(Set problem)
Recast the lines from the one containing "query (the noun phrase to segment): blonde" through the end of the records, inclusive, as a JSON list of strings. Use one string per line and leave out blank lines.

########

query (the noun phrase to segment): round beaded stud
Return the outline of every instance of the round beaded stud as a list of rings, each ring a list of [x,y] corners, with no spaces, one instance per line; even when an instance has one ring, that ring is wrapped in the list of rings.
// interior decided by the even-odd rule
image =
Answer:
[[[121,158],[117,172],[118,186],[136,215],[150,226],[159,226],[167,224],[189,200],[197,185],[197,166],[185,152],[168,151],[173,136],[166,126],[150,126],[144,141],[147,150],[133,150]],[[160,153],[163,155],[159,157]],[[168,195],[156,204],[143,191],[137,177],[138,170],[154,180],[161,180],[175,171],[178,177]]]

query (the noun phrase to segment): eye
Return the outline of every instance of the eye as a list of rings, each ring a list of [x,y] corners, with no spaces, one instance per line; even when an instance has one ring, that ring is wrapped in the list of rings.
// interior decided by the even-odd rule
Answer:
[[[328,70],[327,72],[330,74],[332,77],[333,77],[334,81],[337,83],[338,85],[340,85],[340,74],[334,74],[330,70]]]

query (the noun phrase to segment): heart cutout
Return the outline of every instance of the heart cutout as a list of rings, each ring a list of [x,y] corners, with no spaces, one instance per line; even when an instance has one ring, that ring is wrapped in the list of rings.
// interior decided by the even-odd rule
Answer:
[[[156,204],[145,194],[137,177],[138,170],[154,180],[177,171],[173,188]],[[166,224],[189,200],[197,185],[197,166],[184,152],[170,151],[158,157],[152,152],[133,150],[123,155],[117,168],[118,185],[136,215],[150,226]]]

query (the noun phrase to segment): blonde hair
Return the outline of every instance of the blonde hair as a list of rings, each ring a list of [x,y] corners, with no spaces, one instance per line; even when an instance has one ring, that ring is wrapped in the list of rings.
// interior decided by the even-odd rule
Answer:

########

(Complete answer)
[
  "query (the noun phrase to segment): blonde hair",
  "Return the outline of every instance of the blonde hair as a list of rings, each ring a list of [x,y] corners, with no spaces, one instance per line; even when an instance has one ring, that ring is wrapped in the list of rings.",
  "// interior decided by the even-odd rule",
  "Answer:"
]